- Opening Delimiter -

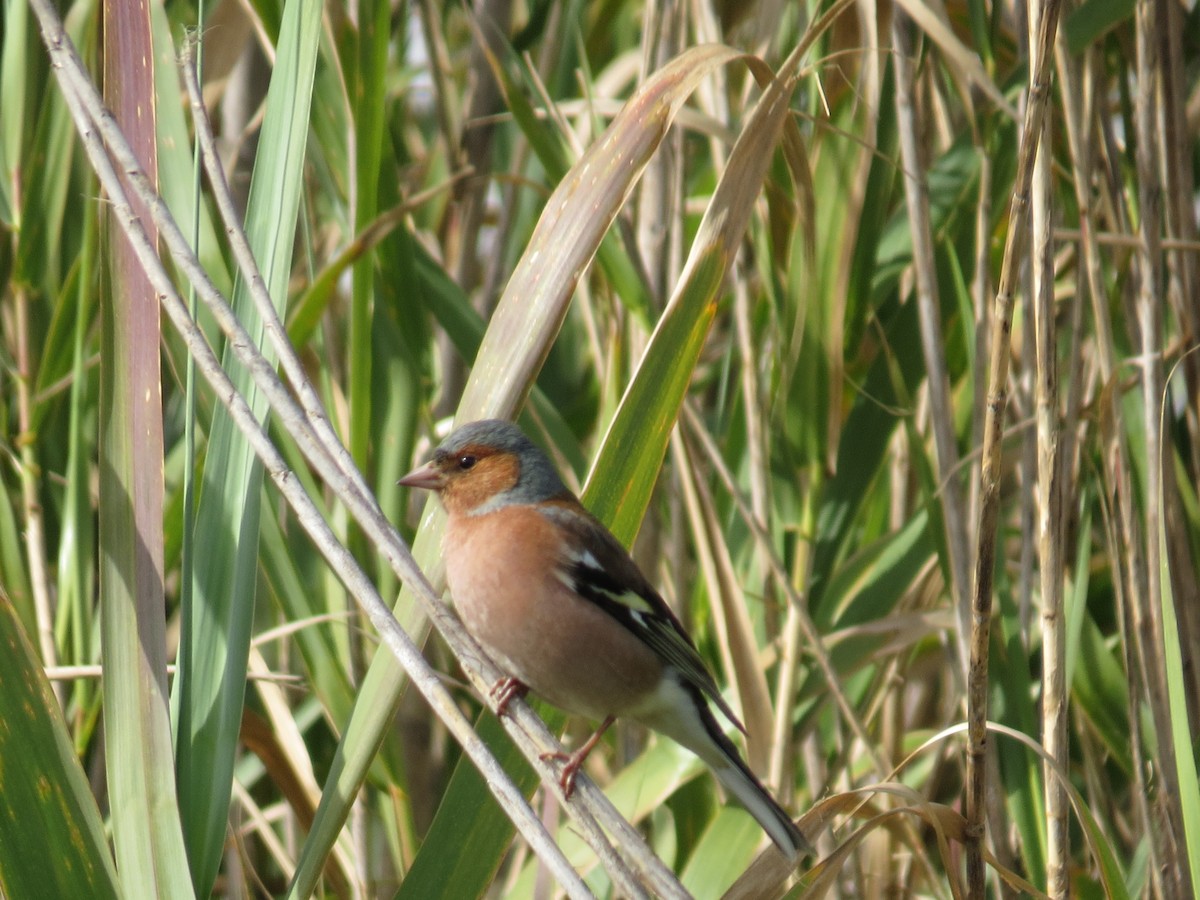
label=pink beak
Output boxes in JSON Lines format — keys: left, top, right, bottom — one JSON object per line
{"left": 397, "top": 461, "right": 444, "bottom": 491}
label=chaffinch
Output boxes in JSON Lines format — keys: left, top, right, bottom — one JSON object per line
{"left": 399, "top": 419, "right": 809, "bottom": 858}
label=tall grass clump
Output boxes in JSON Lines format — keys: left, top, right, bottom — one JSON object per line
{"left": 1, "top": 0, "right": 1197, "bottom": 896}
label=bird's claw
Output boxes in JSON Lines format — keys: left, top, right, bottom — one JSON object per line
{"left": 490, "top": 676, "right": 528, "bottom": 717}
{"left": 539, "top": 715, "right": 615, "bottom": 800}
{"left": 539, "top": 749, "right": 583, "bottom": 798}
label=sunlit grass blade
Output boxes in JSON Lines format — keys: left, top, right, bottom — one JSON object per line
{"left": 170, "top": 2, "right": 322, "bottom": 894}
{"left": 1158, "top": 450, "right": 1200, "bottom": 888}
{"left": 585, "top": 55, "right": 804, "bottom": 539}
{"left": 679, "top": 810, "right": 763, "bottom": 899}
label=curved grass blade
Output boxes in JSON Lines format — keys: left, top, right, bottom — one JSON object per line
{"left": 585, "top": 48, "right": 806, "bottom": 540}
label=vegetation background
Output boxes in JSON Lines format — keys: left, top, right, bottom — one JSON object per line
{"left": 1, "top": 0, "right": 1197, "bottom": 897}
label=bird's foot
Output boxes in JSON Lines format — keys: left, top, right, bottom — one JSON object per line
{"left": 490, "top": 677, "right": 528, "bottom": 717}
{"left": 538, "top": 748, "right": 582, "bottom": 797}
{"left": 540, "top": 715, "right": 616, "bottom": 799}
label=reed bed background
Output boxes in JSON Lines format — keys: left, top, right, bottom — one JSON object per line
{"left": 1, "top": 0, "right": 1197, "bottom": 897}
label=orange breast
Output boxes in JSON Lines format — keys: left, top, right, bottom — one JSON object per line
{"left": 444, "top": 505, "right": 663, "bottom": 722}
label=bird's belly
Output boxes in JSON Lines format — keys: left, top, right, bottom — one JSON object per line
{"left": 444, "top": 509, "right": 663, "bottom": 722}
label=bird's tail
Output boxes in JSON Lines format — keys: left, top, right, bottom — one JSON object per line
{"left": 706, "top": 731, "right": 812, "bottom": 860}
{"left": 639, "top": 678, "right": 812, "bottom": 859}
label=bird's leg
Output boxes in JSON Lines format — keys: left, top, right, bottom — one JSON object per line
{"left": 541, "top": 715, "right": 616, "bottom": 798}
{"left": 490, "top": 676, "right": 528, "bottom": 717}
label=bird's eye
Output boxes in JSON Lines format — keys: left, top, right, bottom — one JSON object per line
{"left": 457, "top": 454, "right": 477, "bottom": 471}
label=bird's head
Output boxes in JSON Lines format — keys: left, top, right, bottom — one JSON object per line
{"left": 398, "top": 419, "right": 567, "bottom": 516}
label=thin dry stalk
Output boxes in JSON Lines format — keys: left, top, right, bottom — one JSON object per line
{"left": 1016, "top": 308, "right": 1036, "bottom": 647}
{"left": 770, "top": 535, "right": 812, "bottom": 805}
{"left": 13, "top": 286, "right": 60, "bottom": 701}
{"left": 734, "top": 285, "right": 771, "bottom": 568}
{"left": 967, "top": 1, "right": 1062, "bottom": 894}
{"left": 890, "top": 10, "right": 972, "bottom": 674}
{"left": 1029, "top": 1, "right": 1067, "bottom": 892}
{"left": 1062, "top": 38, "right": 1161, "bottom": 884}
{"left": 1132, "top": 1, "right": 1191, "bottom": 895}
{"left": 968, "top": 144, "right": 991, "bottom": 537}
{"left": 636, "top": 0, "right": 685, "bottom": 309}
{"left": 1085, "top": 96, "right": 1165, "bottom": 898}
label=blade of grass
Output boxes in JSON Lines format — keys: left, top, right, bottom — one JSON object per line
{"left": 98, "top": 0, "right": 192, "bottom": 894}
{"left": 585, "top": 43, "right": 810, "bottom": 540}
{"left": 55, "top": 210, "right": 99, "bottom": 753}
{"left": 0, "top": 590, "right": 120, "bottom": 899}
{"left": 9, "top": 18, "right": 74, "bottom": 296}
{"left": 1158, "top": 446, "right": 1200, "bottom": 887}
{"left": 679, "top": 809, "right": 763, "bottom": 899}
{"left": 0, "top": 0, "right": 29, "bottom": 227}
{"left": 347, "top": 0, "right": 391, "bottom": 470}
{"left": 170, "top": 3, "right": 322, "bottom": 894}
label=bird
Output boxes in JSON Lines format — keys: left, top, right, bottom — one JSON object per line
{"left": 399, "top": 418, "right": 810, "bottom": 859}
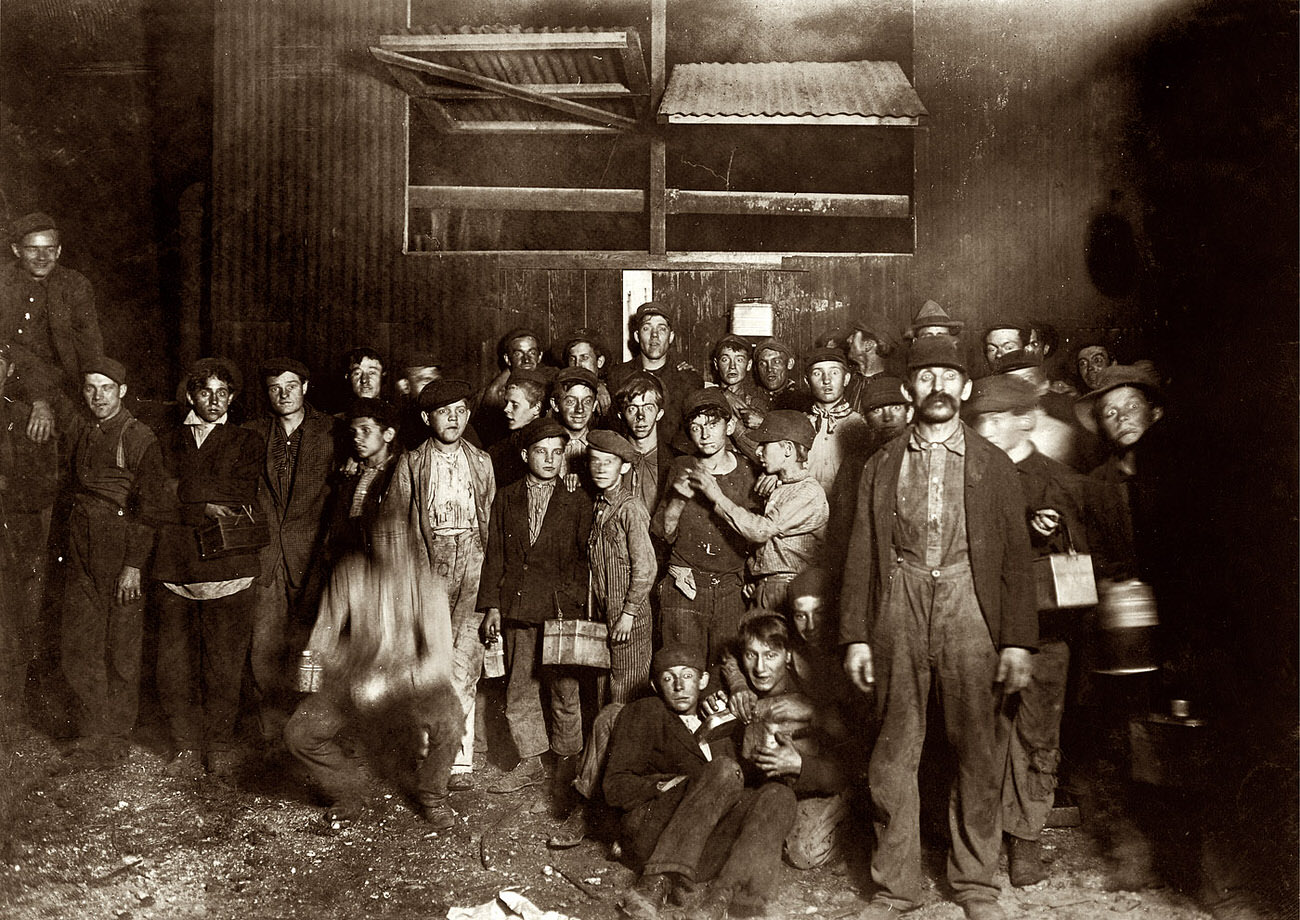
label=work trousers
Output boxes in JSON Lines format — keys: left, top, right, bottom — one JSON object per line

- Closing Delimiter -

**What the task asks:** Copy each line of the data above that holds "grass".

**Exercise solution:**
label=tall grass clump
label=sunlit grass blade
label=curved grass blade
label=blade of grass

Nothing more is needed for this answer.